_DOCUMENT SECTION_
Misconfigured reverse proxies have long been a source of subtle but serious security issues. One lesser-known example is SNI proxy SSRF – a class of vulnerabilities where routing decisions based on TLS metadata can be abused to access unintended backend systems.
What was once considered a fairly niche misconfiguration has become more relevant in modern environments. Research over the past few years has shown that, under specific conditions, SNI-based routing can be used to reach sensitive cloud services such as instance metadata endpoints. At the same time, changes in protocols and tooling have shifted how defenders should think about this risk.
This article explains what SNI proxy SSRF is, when it becomes exploitable, and what practical steps security teams can take to reduce exposure.
What is SNI proxy SSRF?
Server Name Indication (SNI) is a TLS extension that allows a client to specify the hostname it wants to connect to during the initial handshake. This enables multiple domains to share the same IP address while still presenting the correct certificate.
An SNI proxy – more accurately, a load balancer or TCP proxy using SNI – inspects this value and uses it to decide which backend system should handle the connection. This typically happens before any HTTP request is processed, at the TLS handshake or TCP routing layer rather than the application layer.
If the SNI value is used too directly in routing logic, security problems arise. When an attacker can influence the SNI field and the proxy maps that value to a backend destination without strict validation, the proxy can be turned into a forwarding mechanism. In effect, it becomes a server-side request forgery (SSRF) primitive.
This attack pattern was originally explored in earlier Invicti research on SNI proxy misconfigurations – see the analysis by Aleksei Tiurin for a deeper technical walkthrough of proxy configurations and routing behavior.

_MATERIAL_
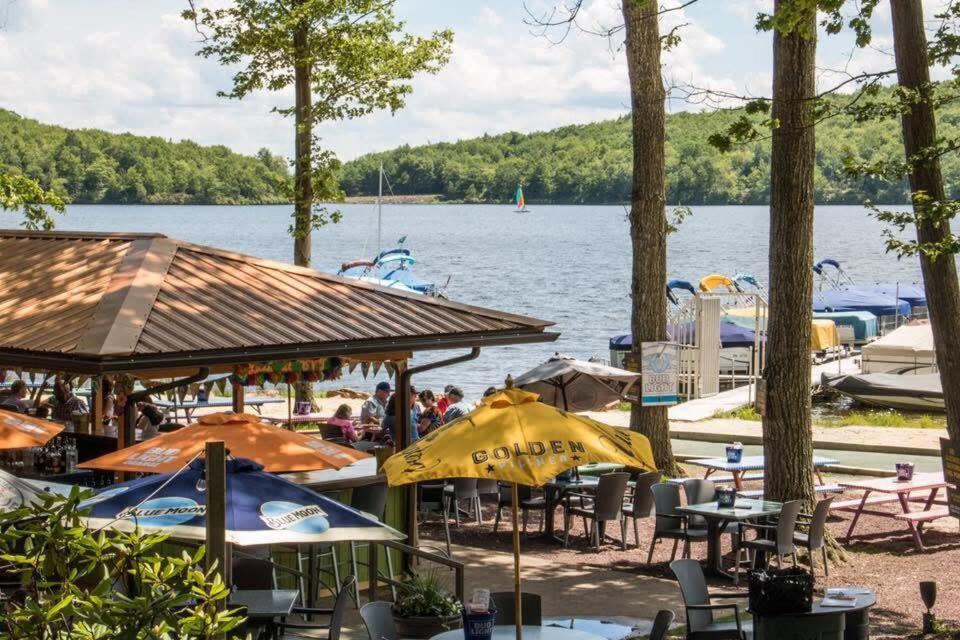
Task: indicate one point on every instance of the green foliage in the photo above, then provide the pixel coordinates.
(355, 54)
(426, 596)
(592, 164)
(87, 585)
(23, 195)
(91, 166)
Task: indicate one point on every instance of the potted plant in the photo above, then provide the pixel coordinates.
(425, 608)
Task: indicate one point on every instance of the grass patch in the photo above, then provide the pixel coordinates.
(847, 418)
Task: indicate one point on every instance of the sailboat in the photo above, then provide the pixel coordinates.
(390, 267)
(521, 203)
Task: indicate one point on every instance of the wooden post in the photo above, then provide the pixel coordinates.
(238, 400)
(216, 474)
(517, 595)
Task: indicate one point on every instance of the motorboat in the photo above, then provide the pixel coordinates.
(917, 392)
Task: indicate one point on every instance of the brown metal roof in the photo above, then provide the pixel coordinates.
(144, 299)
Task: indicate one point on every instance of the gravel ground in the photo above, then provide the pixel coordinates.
(881, 556)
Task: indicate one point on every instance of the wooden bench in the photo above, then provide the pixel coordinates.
(854, 504)
(924, 516)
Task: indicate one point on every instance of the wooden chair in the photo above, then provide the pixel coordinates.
(702, 623)
(813, 539)
(640, 505)
(669, 524)
(605, 506)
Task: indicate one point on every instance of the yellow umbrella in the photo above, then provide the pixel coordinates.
(513, 437)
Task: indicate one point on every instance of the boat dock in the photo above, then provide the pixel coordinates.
(708, 407)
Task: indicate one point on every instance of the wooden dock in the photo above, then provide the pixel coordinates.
(706, 408)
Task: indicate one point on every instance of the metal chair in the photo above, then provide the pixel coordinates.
(669, 524)
(606, 506)
(528, 502)
(336, 614)
(813, 539)
(661, 624)
(378, 619)
(371, 499)
(701, 622)
(782, 544)
(530, 609)
(641, 505)
(462, 489)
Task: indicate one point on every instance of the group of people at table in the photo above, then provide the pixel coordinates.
(377, 419)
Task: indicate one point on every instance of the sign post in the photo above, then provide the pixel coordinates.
(659, 365)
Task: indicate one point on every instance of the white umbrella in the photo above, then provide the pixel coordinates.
(577, 385)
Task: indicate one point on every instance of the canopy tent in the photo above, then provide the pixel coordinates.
(731, 335)
(277, 449)
(863, 324)
(577, 385)
(908, 348)
(261, 509)
(855, 299)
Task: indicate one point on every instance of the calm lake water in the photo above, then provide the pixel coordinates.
(568, 264)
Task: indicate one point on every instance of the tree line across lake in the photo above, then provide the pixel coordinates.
(91, 166)
(592, 164)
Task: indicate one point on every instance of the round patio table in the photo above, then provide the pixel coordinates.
(509, 632)
(830, 623)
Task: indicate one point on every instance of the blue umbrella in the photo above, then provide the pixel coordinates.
(261, 509)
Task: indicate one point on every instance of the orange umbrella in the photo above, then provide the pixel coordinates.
(276, 448)
(18, 430)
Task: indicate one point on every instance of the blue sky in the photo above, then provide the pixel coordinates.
(129, 66)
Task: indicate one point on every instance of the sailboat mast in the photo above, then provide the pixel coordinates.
(379, 209)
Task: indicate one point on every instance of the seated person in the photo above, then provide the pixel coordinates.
(15, 401)
(342, 418)
(151, 417)
(65, 402)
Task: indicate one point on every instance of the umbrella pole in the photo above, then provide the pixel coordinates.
(515, 498)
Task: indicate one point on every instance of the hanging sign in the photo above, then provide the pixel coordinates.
(659, 367)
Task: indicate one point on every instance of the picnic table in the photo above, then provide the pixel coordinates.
(892, 490)
(750, 463)
(190, 407)
(719, 517)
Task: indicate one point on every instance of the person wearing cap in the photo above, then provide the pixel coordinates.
(15, 401)
(454, 408)
(374, 409)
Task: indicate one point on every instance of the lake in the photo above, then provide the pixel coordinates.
(567, 264)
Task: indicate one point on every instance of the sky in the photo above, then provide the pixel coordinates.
(131, 66)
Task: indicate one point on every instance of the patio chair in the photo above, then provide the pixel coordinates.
(669, 524)
(701, 621)
(640, 505)
(661, 624)
(503, 602)
(782, 543)
(461, 489)
(606, 506)
(433, 502)
(335, 613)
(372, 499)
(813, 539)
(378, 619)
(528, 502)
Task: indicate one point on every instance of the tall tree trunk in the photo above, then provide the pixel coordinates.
(920, 133)
(303, 173)
(787, 435)
(648, 220)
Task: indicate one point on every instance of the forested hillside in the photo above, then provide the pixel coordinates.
(592, 164)
(91, 166)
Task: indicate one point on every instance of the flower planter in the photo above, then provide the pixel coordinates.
(425, 627)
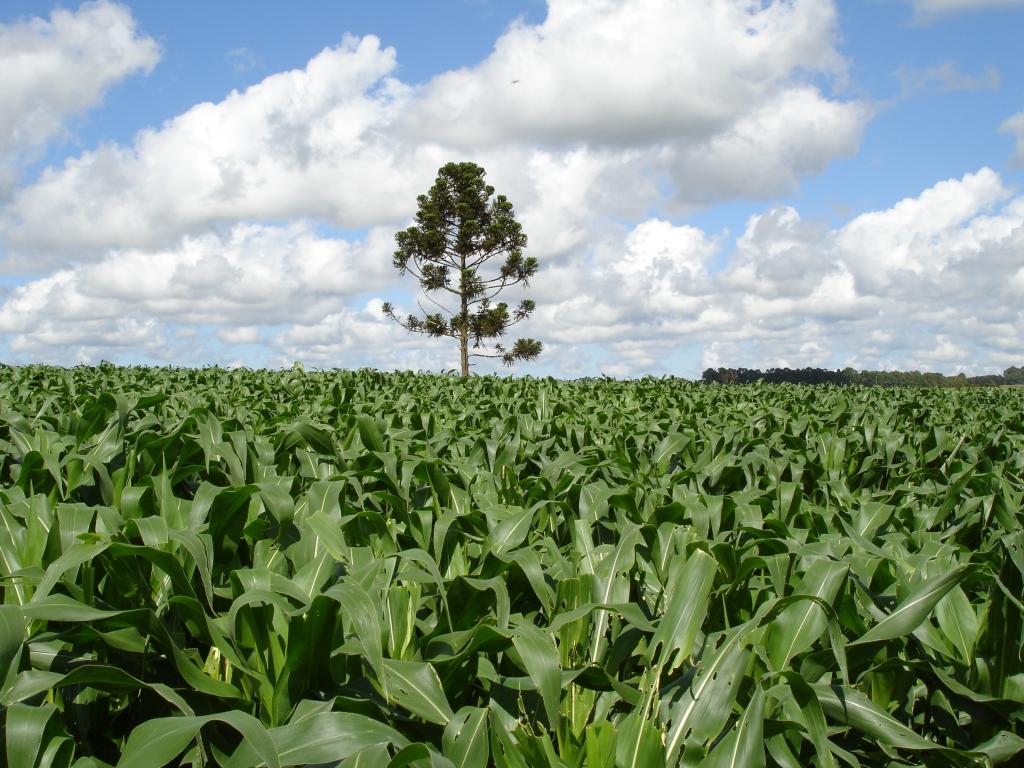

_YOUR TASKS_
1: Copy the SNI proxy SSRF article from "Misconfigured reverse proxies" to "SNI proxy SSRF?" word for word.
2: According to the SNI proxy SSRF article, what does Server Name Indication let a client specify during the initial TLS handshake?
3: Extend the SNI proxy SSRF article by writing what would follow its final paragraph.

_RESPONSES BY TASK_
1:
Misconfigured reverse proxies have long been a source of subtle but serious security issues. One lesser-known example is SNI proxy SSRF – a class of vulnerabilities where routing decisions based on TLS metadata can be abused to access unintended backend systems.
What was once considered a fairly niche misconfiguration has become more relevant in modern environments. Research over the past few years has shown that, under specific conditions, SNI-based routing can be used to reach sensitive cloud services such as instance metadata endpoints. At the same time, changes in protocols and tooling have shifted how defenders should think about this risk.
This article explains what SNI proxy SSRF is, when it becomes exploitable, and what practical steps security teams can take to reduce exposure.
What is SNI proxy SSRF?

2: The hostname it wants to connect to.

3:
Instead of just sending requests to intended application backends, a vulnerable setup may allow an attacker to:
- Route traffic to internal services
- Access management interfaces
- Reach cloud metadata endpoints
- Interact with systems that are otherwise not exposed externally
While it’s conceptually similar to reverse proxy SSRF at the HTTP layer, SNI proxy SSRF operates earlier in the connection lifecycle and can bypass controls that assume HTTP-level visibility or validation.
Why SNI proxy misconfigurations matter today for AWS and Azure
SNI proxy misconfiguration vulnerabilities are no longer just an edge-case concern. Published proof-of-concept research has shown that misconfigured SNI proxies can be used to reach AWS and Azure instance metadata services under specific deployment conditions, as demonstrated in AWS IMDSv2 exploitation research and extended to Azure environments in subsequent research on Azure metadata access.
These attacks typically require the proxy to:
- Terminate TLS or otherwise allow attacker-controlled HTTP requests
- Forward traffic to port 80
- Omit blocking headers such as
X-Forwarded-For - Resolve attacker-controlled hostnames to metadata endpoints
Cloud metadata services often expose highly sensitive information, including credentials, tokens, and configuration data.
SNI proxy SSRF on AWS
AWS IMDSv2 uses a session-oriented flow: a PUT request to /latest/api/token with the X-aws-ec2-metadata-token-ttl-seconds header obtains an instance-specific token, and subsequent requests include that token.
In an SNI proxy SSRF scenario, exploitation requires the proxy to allow the necessary methods and headers through. AWS rejects IMDSv2 token requests that contain an X-Forwarded-For header, and the default IMDSv2 response hop limit can prevent token responses from crossing additional network hops. In practice, a proxy running on the same instance is a more realistic risk than a remote intermediary.
AWS has also moved toward IMDSv2-by-default in newer instance types and launch configurations, but existing environments and some configurations may still allow IMDSv1 unless explicitly restricted.
SNI proxy SSRF on Azure
Azure IMDS exploitation has similar constraints but different protocol details. Azure metadata requests require the Metadata: true header and must not include X-Forwarded-For. Token exposure is only high-impact when a managed identity is enabled and has useful permissions.
Published research shows that exploitation is possible when an SNI proxy terminates TLS, forwards HTTP to port 80, allows attacker-controlled headers, and resolves attacker-controlled hostnames to the metadata endpoint.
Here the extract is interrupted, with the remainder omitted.